PETUNJUK PENGERJAAN:
A – Terjemahkan ke dalam bahasa Inggris kalimat berikut dari artikel tentang JOMO: "Jika FOMO menimbulkan kegelisahan dan perbandingan, JOMO justru mengajak orang menikmati momen saat ini dan memandang waktu offline sebagai kebebasan, bukan kehilangan."
B – Salin tanpa perubahan bagian artikel tentang JOMO yang membentang dari "Konsep JOMO kini" sampai dengan "hidup lebih tinggi.".

Bagi banyak orang, pagi hari tak lagi dimulai dengan secangkir kopi atau jalan santai di taman, melainkan menggulir linimasa media sosial. Bahkan beberapa orang terbangun di tengah malam hanya untuk mengecek notifikasi atau like pada foto terbaru mereka.
Bagi generasi yang lekat dengan media sosial dan berita daring, notifikasi, like, dan reels seolah menjadi penentu ritme sehari-hari.
Psikolog menjelaskan, di balik kebiasaan ini ada kecemasan terus-menerus bahwa kehidupan yang lebih menarik terjadi di linimasa orang lain. Fenomena ini dikenal sebagai FOMO (fear of missing out), atau rasa takut tertinggal.
Namun, seiring banyak orang mulai jenuh dengan banjir informasi tanpa henti, muncul konsep baru yang menarik perhatian: JOMO, atau the joy of missing out, kebahagiaan karena tidak ikut-ikutan.
Konsep JOMO kini mulai masuk ke literatur akademik melalui studi internasional yang dipimpin peneliti dari Washington State University bersama beberapa universitas di Turkiye. Studi ini, yang dipublikasikan di jurnal Psychological Reports, melibatkan 932 pengguna media sosial berusia 18–45 tahun dari 29 provinsi di Turkiye.
Hasil penelitian menunjukkan, orang yang sengaja membatasi diri dari media sosial melaporkan tingkat stres, kecemasan, kesepian, dan depresi lebih rendah, serta kepuasan hidup lebih tinggi.
Jika FOMO menimbulkan kegelisahan dan perbandingan, JOMO justru mengajak orang menikmati momen saat ini dan memandang waktu offline sebagai kebebasan, bukan kehilangan.
“Mereka yang benar-benar menikmati waktu offline memiliki risiko terendah terhadap kecanduan media sosial,” tulis Adem Kantar, salah satu penulis penelitian.
“Mereka tidak merasa bosan saat sendirian, dan menemukan cara bermakna mengisi waktu tanpa perlu penonton digital. Di dunia sekarang, banyak orang terlalu sibuk mengikuti kehidupan orang lain hingga melupakan hidup mereka sendiri.”
‘Semua tampak bahagia’
Psikolog klinis asal Istanbul, Fazilet Seyitoglu, yang menangani pasangan dan remaja, menekankan bahwa penggunaan media sosial berlebihan bukan sekadar distraksi, tetapi sumber stres emosional yang serius.

SEGMEN DATA:
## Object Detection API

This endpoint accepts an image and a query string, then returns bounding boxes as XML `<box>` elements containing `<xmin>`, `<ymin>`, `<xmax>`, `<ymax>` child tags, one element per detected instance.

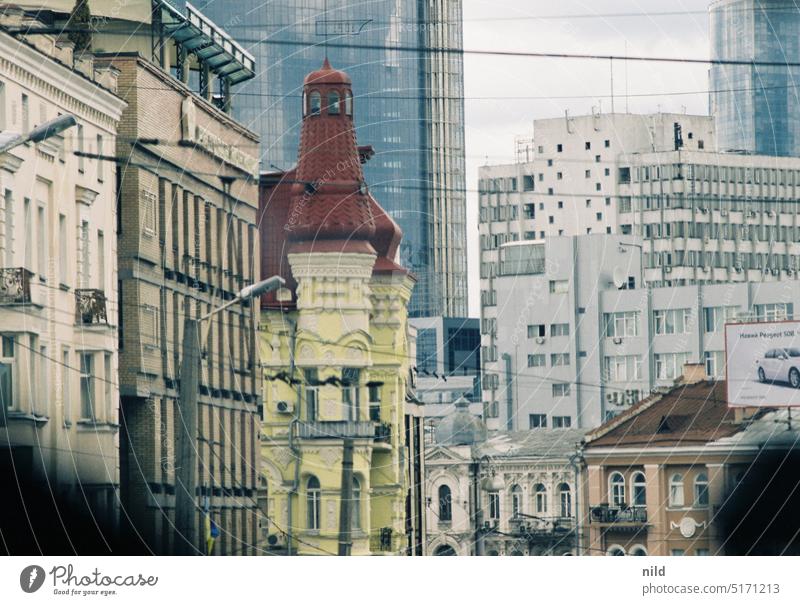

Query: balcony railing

HASIL TUGAS:
A – While FOMO breeds anxiety and comparison, JOMO instead invites people to enjoy the present moment and to see offline time as freedom, not loss.

B –
Konsep JOMO kini mulai masuk ke literatur akademik melalui studi internasional yang dipimpin peneliti dari Washington State University bersama beberapa universitas di Turkiye. Studi ini, yang dipublikasikan di jurnal Psychological Reports, melibatkan 932 pengguna media sosial berusia 18–45 tahun dari 29 provinsi di Turkiye.
Hasil penelitian menunjukkan, orang yang sengaja membatasi diri dari media sosial melaporkan tingkat stres, kecemasan, kesepian, dan depresi lebih rendah, serta kepuasan hidup lebih tinggi.